SOURCE TEXT
((

Photography allowed at concerts?

Discussion in 'Digital Photography' started by Ben Thomas, Jan 12, 2005.

  1. Ben Thomas

    Ben Thomas Guest

    Hi all,

    I'm going to see Mark Knofler (lead guitarist of Dire Straits, now solo artist)
    in a couple of months and I've got a seat in the second row in front of the
    stage. I'd like to take my camera and get a few pictures, but it says on my
    ticket "no cameras or audio recording equipment". I've only got a Kodak DX6490,
    so it's nothing too obvious/professional looking like a DSLR. This concert is
    unlikely to have security guards lined up along the front of the stage as the
    average age of the audience will probably be 40+. I won't be using the flash and
    it probably wouldn't be worth it anyway as it's low powered and wouldn't reach
    anyone but the nearest musician on stage.

))

OBJECTIVE A
Please write out the part of the forum post starting at "I'm going to" and ending at "musician on stage.".

DATASET EXTRACT
((

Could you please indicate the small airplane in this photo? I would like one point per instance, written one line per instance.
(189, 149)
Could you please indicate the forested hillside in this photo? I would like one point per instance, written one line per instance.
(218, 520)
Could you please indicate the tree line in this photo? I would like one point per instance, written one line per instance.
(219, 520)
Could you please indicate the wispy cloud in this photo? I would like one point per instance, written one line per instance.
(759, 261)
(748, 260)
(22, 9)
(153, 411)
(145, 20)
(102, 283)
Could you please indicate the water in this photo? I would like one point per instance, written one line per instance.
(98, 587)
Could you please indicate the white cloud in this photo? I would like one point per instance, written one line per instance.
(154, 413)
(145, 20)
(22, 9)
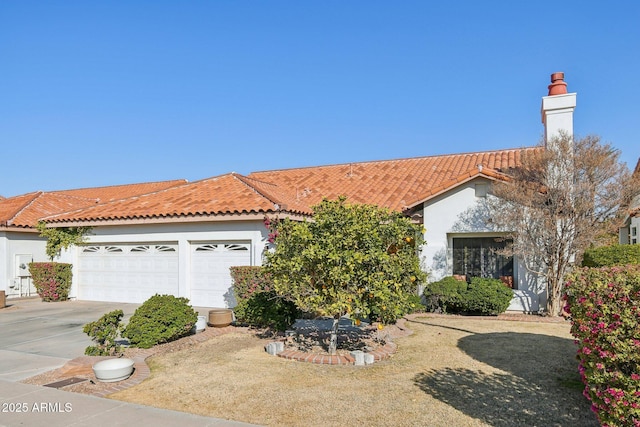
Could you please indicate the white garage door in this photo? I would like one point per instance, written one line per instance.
(127, 272)
(210, 276)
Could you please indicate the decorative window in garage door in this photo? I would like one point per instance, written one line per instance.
(223, 247)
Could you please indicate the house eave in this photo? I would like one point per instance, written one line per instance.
(174, 219)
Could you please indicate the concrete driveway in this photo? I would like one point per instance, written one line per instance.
(37, 337)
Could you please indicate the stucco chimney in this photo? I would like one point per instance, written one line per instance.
(557, 108)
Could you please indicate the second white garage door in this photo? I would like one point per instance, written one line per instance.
(211, 284)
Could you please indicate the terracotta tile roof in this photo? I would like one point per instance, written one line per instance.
(396, 184)
(25, 210)
(229, 194)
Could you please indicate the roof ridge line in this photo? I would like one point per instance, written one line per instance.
(243, 179)
(36, 196)
(117, 185)
(109, 202)
(400, 159)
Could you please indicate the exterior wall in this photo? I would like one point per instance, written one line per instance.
(21, 246)
(182, 234)
(460, 213)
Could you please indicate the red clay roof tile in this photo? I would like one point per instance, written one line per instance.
(25, 210)
(396, 184)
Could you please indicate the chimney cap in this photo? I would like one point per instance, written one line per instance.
(558, 86)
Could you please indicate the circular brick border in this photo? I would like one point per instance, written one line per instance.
(379, 354)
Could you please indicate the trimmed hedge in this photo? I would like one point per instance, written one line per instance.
(104, 332)
(51, 279)
(258, 305)
(608, 256)
(604, 305)
(486, 297)
(160, 319)
(445, 295)
(481, 296)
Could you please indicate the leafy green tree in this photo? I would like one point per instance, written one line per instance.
(353, 259)
(61, 237)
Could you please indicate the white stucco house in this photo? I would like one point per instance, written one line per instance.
(181, 237)
(630, 231)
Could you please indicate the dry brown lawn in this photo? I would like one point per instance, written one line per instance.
(452, 371)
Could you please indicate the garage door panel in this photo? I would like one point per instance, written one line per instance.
(211, 284)
(127, 272)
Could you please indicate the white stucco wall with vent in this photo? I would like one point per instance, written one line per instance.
(462, 212)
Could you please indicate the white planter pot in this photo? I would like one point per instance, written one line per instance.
(112, 370)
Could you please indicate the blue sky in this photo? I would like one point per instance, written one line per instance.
(114, 92)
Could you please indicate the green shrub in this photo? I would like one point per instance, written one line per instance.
(605, 320)
(258, 305)
(161, 318)
(486, 297)
(249, 279)
(104, 332)
(607, 256)
(51, 279)
(266, 309)
(444, 295)
(415, 304)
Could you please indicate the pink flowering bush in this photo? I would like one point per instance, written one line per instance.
(51, 279)
(604, 305)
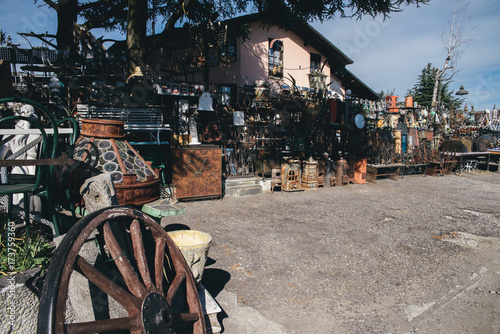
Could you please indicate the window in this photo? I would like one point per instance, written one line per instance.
(315, 62)
(227, 50)
(275, 58)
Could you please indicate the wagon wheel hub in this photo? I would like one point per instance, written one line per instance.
(156, 314)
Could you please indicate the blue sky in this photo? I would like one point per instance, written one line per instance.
(388, 55)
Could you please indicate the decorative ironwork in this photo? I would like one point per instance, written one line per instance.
(197, 172)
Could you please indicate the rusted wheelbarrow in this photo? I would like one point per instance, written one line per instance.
(138, 268)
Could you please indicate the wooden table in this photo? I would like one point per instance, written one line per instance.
(375, 171)
(460, 156)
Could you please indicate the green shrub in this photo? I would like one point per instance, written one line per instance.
(19, 252)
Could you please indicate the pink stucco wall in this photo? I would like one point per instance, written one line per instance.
(252, 57)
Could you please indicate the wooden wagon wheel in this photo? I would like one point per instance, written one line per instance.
(157, 292)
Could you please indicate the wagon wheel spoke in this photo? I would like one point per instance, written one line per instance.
(129, 302)
(159, 261)
(167, 302)
(97, 326)
(140, 253)
(123, 264)
(179, 279)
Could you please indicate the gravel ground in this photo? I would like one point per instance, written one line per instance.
(413, 255)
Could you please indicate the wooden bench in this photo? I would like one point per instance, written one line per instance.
(144, 119)
(376, 171)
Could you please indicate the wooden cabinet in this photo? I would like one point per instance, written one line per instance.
(197, 172)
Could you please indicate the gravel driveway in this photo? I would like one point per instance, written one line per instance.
(413, 255)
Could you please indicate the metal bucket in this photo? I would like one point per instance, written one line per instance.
(194, 247)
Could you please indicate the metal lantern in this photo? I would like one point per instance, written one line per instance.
(317, 80)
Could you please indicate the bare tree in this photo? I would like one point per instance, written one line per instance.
(454, 41)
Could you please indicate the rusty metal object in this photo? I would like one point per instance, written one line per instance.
(309, 174)
(135, 181)
(197, 172)
(291, 176)
(341, 171)
(102, 128)
(159, 304)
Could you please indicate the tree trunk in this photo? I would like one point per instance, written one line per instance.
(136, 33)
(435, 90)
(66, 19)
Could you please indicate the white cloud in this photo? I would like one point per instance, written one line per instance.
(391, 54)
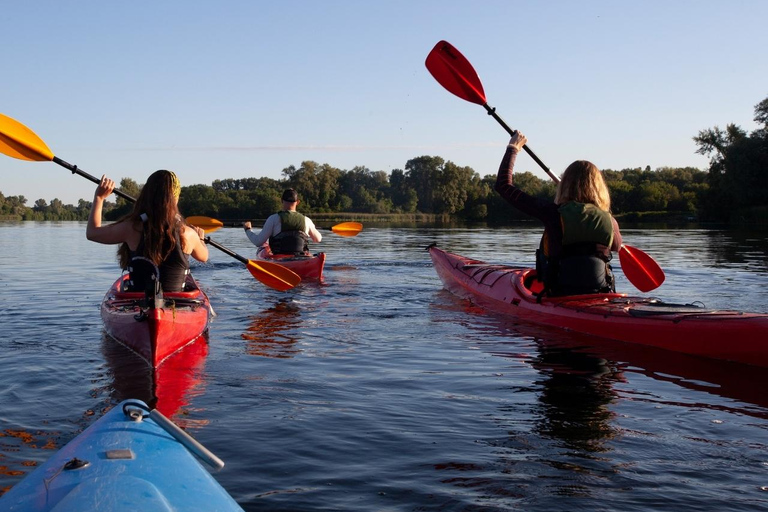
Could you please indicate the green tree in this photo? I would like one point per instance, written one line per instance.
(737, 172)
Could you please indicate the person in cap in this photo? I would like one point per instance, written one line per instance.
(287, 231)
(153, 232)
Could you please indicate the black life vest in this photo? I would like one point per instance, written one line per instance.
(292, 238)
(582, 265)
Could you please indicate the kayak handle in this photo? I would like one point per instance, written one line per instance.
(188, 441)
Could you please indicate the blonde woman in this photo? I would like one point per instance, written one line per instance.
(153, 231)
(579, 231)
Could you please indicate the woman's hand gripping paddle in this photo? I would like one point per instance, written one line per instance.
(454, 72)
(18, 141)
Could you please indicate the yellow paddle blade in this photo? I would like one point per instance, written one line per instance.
(347, 228)
(18, 141)
(208, 224)
(273, 275)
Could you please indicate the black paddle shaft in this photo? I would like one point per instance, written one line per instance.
(492, 112)
(76, 170)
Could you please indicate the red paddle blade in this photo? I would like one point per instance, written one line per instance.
(454, 72)
(641, 270)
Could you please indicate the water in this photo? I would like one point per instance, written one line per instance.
(378, 390)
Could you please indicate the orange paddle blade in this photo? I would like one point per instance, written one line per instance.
(207, 223)
(347, 228)
(641, 270)
(273, 275)
(18, 141)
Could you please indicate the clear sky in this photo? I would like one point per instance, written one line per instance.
(232, 89)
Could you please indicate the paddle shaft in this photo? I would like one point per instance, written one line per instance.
(492, 112)
(226, 251)
(78, 171)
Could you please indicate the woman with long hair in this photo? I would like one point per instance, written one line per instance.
(579, 231)
(153, 231)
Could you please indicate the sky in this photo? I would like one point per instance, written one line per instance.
(234, 89)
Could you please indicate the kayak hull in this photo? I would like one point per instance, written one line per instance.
(307, 267)
(155, 333)
(131, 465)
(718, 334)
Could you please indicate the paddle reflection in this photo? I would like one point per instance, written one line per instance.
(168, 388)
(274, 332)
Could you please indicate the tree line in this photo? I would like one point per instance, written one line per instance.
(732, 189)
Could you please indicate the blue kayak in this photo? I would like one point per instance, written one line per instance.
(130, 459)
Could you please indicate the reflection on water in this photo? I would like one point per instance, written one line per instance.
(168, 388)
(592, 364)
(576, 389)
(379, 391)
(747, 249)
(269, 332)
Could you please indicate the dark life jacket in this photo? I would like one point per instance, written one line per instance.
(292, 238)
(582, 263)
(173, 270)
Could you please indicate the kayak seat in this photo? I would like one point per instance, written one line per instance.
(190, 291)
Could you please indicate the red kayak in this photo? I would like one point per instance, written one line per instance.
(154, 332)
(719, 334)
(309, 266)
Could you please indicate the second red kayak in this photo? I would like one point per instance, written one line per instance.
(155, 331)
(309, 266)
(719, 334)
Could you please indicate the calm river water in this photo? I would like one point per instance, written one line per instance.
(377, 390)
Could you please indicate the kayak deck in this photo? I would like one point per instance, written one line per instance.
(309, 266)
(719, 334)
(118, 464)
(155, 333)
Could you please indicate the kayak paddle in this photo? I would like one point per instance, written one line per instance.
(18, 141)
(208, 224)
(454, 72)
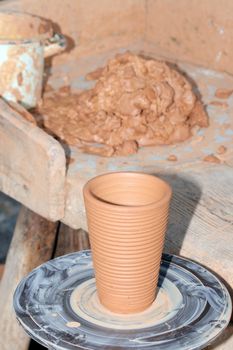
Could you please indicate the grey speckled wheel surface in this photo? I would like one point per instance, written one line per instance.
(57, 305)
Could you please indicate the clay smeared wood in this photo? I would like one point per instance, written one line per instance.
(32, 164)
(70, 240)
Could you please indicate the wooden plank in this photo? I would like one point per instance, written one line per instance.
(32, 164)
(32, 244)
(70, 240)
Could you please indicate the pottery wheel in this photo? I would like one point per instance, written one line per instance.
(57, 305)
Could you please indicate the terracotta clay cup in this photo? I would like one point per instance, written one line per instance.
(127, 216)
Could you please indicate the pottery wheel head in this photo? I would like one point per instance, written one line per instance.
(58, 306)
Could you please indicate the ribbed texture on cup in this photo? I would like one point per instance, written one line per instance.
(126, 240)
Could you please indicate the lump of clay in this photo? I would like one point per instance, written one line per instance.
(136, 102)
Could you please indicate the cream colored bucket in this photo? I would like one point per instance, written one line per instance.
(25, 40)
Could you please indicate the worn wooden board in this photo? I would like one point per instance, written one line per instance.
(32, 244)
(32, 164)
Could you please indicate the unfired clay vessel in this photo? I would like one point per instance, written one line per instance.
(127, 216)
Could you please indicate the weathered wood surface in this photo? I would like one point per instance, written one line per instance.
(70, 240)
(32, 244)
(32, 164)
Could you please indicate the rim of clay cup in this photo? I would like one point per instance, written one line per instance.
(91, 197)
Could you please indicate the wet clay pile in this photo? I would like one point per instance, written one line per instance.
(136, 102)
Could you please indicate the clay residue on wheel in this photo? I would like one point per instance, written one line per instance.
(135, 102)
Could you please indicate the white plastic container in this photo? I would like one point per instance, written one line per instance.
(25, 40)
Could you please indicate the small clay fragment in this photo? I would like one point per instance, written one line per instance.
(223, 105)
(172, 158)
(223, 93)
(126, 148)
(211, 158)
(70, 160)
(221, 149)
(96, 74)
(23, 112)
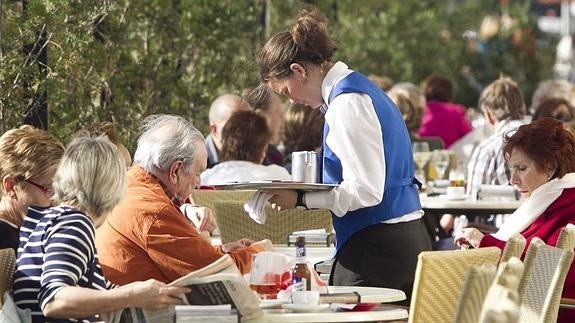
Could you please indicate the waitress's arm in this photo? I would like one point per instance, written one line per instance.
(355, 137)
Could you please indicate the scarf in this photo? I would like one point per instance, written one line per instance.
(534, 206)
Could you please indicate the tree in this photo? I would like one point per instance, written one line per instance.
(123, 60)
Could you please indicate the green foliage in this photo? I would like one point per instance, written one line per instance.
(123, 60)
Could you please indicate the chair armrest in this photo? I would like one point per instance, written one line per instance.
(567, 303)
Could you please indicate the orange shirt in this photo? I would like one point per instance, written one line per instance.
(146, 236)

))

OBJECTIVE B
Pick out every line of the rows containing the word "decorative".

EXERCISE ANSWER A
I'm going to see Mark Knofler (lead guitarist of Dire Straits, now solo artist)
    in a couple of months and I've got a seat in the second row in front of the
    stage. I'd like to take my camera and get a few pictures, but it says on my
    ticket "no cameras or audio recording equipment". I've only got a Kodak DX6490,
    so it's nothing too obvious/professional looking like a DSLR. This concert is
    unlikely to have security guards lined up along the front of the stage as the
    average age of the audience will probably be 40+. I won't be using the flash and
    it probably wouldn't be worth it anyway as it's low powered and wouldn't reach
    anyone but the nearest musician on stage.

EXERCISE ANSWER B
Could you please indicate the decorative window in garage door in this photo? I would like one point per instance, written one line per instance.
Could you please indicate the decorative ironwork in this photo? I would like one point per instance, written one line per instance.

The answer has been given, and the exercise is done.